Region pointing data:
=== Begin Enclosure ===

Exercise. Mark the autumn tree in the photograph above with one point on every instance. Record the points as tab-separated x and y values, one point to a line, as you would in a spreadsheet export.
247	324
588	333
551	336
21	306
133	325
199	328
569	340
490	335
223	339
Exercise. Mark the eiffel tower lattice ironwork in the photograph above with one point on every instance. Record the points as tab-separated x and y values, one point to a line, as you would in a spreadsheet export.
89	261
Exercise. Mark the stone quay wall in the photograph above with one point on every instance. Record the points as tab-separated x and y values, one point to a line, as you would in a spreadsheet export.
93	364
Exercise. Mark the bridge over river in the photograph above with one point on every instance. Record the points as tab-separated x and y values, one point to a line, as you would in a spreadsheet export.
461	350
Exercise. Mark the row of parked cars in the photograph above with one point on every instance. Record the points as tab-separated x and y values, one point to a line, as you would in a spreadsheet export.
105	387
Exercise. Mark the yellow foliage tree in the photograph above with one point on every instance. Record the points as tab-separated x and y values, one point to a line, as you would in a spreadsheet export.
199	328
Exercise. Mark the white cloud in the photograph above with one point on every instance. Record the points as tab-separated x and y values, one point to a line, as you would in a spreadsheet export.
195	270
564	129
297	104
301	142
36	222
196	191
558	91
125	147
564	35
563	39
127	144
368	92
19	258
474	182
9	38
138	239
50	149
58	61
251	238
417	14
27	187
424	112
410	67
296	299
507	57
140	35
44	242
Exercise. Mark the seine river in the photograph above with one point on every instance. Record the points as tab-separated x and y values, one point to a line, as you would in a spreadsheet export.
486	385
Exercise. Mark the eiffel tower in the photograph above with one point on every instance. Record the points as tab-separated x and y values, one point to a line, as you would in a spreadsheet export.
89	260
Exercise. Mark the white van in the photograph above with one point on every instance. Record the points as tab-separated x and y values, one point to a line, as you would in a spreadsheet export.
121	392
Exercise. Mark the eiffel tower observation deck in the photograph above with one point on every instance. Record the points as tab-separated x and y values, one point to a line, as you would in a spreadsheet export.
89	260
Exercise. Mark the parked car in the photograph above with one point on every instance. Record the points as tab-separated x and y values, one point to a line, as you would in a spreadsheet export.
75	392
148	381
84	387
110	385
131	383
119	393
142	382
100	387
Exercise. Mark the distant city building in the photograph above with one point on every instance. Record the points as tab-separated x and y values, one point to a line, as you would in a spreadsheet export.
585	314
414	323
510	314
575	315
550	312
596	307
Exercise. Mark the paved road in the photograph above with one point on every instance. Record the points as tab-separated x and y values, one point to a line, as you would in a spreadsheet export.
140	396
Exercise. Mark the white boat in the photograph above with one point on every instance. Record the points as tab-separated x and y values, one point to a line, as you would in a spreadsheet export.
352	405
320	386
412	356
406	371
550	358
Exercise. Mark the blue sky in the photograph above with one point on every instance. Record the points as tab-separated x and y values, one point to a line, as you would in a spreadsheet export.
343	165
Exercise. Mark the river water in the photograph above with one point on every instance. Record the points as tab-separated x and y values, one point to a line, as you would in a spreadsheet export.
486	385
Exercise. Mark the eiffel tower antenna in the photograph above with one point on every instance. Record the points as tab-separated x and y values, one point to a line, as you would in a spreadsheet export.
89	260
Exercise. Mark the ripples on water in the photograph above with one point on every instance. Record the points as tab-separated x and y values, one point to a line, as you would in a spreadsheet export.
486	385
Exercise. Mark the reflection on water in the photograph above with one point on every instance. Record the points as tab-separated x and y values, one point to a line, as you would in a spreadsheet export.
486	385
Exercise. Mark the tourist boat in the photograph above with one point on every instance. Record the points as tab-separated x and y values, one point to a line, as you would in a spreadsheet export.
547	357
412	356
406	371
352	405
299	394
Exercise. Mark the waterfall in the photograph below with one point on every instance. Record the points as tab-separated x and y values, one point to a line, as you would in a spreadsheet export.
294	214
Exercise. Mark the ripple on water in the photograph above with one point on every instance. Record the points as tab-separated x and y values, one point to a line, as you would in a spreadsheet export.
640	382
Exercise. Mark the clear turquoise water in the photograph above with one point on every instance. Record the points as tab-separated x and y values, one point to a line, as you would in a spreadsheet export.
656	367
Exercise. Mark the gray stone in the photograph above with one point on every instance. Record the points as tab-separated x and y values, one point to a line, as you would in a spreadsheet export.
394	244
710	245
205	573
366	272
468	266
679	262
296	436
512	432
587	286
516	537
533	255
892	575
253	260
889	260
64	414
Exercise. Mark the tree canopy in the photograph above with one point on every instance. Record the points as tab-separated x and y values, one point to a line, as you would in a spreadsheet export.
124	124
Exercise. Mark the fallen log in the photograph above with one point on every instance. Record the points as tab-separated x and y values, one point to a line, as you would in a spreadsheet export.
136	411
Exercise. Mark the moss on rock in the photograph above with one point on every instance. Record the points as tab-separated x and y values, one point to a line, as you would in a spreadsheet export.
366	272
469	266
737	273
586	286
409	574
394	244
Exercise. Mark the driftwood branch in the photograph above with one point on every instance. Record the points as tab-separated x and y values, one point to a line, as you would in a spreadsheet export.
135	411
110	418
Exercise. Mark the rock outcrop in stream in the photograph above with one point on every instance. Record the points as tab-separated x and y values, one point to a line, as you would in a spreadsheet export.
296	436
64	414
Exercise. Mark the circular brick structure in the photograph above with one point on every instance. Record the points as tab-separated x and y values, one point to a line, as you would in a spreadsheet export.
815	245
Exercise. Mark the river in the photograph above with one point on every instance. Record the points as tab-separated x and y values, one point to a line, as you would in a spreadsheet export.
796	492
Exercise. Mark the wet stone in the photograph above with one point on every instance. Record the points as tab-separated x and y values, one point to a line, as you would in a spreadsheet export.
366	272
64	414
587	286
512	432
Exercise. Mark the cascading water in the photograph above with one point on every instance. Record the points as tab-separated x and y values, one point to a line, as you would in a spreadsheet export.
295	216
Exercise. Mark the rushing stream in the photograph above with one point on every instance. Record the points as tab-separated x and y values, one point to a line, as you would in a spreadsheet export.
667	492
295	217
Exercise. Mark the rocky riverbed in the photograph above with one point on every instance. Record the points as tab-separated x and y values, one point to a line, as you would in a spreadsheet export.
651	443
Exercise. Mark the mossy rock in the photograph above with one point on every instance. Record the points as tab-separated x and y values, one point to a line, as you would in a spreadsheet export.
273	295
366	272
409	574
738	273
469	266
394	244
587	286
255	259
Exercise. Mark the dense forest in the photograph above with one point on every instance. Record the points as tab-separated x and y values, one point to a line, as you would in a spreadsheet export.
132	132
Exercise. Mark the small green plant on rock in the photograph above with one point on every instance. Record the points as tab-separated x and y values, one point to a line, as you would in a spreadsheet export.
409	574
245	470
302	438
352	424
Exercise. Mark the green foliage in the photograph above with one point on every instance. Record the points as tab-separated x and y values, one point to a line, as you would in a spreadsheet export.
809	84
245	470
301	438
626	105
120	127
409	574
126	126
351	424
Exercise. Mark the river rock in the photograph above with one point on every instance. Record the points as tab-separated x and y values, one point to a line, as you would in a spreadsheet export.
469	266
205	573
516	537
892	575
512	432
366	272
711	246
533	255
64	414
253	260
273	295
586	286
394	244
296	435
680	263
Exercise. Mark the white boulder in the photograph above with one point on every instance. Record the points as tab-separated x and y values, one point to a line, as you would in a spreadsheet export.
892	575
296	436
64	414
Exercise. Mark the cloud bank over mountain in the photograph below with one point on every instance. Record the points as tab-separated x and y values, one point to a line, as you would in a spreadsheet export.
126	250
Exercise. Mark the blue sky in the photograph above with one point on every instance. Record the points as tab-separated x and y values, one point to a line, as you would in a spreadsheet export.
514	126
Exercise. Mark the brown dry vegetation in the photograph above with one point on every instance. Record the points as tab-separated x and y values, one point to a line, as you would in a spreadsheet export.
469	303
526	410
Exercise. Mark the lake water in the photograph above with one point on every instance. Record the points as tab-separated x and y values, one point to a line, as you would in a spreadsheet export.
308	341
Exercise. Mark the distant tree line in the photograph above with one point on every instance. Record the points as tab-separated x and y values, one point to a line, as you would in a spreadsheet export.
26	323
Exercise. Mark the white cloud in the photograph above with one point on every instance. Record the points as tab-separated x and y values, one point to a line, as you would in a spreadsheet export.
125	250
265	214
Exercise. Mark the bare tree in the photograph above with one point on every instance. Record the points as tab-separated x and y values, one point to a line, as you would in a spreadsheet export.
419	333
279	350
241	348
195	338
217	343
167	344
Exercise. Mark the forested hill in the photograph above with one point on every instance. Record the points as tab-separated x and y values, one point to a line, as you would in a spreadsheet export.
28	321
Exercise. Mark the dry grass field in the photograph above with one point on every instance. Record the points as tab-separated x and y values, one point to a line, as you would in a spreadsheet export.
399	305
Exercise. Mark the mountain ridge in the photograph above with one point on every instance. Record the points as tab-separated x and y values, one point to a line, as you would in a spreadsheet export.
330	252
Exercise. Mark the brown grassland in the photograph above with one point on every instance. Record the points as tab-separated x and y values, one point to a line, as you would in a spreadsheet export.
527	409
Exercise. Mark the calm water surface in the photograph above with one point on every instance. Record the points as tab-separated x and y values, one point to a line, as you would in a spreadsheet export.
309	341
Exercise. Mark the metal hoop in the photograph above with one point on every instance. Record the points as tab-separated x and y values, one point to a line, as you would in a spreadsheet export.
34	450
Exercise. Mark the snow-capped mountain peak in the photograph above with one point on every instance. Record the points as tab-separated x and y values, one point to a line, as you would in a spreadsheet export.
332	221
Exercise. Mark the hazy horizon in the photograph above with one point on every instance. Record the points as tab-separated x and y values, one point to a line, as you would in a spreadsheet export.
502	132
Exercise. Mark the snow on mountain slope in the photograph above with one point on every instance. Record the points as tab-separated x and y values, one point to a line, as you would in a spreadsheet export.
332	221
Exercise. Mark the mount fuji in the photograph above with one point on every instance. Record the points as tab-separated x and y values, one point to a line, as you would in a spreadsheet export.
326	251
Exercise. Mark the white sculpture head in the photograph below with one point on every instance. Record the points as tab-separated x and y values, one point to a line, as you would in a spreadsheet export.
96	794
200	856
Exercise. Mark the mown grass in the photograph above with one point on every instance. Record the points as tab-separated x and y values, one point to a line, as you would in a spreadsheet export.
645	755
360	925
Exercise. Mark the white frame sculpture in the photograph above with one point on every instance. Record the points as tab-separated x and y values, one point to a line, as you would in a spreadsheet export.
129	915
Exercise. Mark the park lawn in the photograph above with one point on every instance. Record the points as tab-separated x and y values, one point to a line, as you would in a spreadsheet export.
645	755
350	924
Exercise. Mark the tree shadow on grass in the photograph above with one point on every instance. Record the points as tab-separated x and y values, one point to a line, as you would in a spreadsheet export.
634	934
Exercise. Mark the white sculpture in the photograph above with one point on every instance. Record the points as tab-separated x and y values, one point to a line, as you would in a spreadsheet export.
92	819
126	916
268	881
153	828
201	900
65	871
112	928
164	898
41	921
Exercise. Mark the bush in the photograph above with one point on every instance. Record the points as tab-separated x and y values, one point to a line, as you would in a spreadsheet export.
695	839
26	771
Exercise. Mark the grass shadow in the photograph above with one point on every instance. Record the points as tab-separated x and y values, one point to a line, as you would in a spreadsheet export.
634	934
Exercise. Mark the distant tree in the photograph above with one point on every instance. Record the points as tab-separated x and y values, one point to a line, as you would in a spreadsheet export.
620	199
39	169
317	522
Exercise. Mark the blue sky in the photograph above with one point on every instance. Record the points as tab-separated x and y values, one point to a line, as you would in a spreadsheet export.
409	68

=== End Enclosure ===

Would you reproduce, word for word, the lines from the one holding "Exercise. Mark the tree shadow" through the final line of the entries, both included?

FINISHED EXERCISE:
Exercise. Mark the tree shadow on grass in the photograph above with one point on every instance. Record the points as tab-separated x and y values, one point to a line, as you would in a spreadsheet export.
634	934
Exercise. Mark the white sculpture in the photograph above with one point on every instance. Record the points as tab-separated x and y values, one point to a line, as you would in a spreadsheet export.
92	819
126	916
268	881
153	828
201	900
65	871
112	928
164	898
41	921
Exercise. Mark the bush in the photograph above with one point on every instance. Record the points as tab-separated x and y values, one point to a line, as you would in a spreadsheet export.
695	839
26	771
Exercise. Mark the grass shadow in the photograph above with one point on every instance. Record the points as tab-separated x and y values, one point to a line, as you would in a spreadsheet export.
634	934
Exercise. Mark the distant tree in the photograph above with one point on every instance. Record the points as tab-separated x and y values, one point to a line, as you would in a spreadsheet export.
620	199
39	169
317	522
Exercise. Mark the blue sky in the photograph above with one point on every instance. Record the points as tab-separated x and y values, one point to a line, as you would in a spreadsheet export.
409	68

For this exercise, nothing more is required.